Data for this task:
----
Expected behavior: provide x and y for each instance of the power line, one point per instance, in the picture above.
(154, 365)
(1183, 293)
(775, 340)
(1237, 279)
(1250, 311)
----
What to work on:
Copy every record again, keeping each word unchanged.

Result:
Expected behavior: provide x and y for each instance of the power line, one point per instance, in the picture above.
(154, 365)
(1183, 293)
(775, 340)
(1237, 279)
(1250, 311)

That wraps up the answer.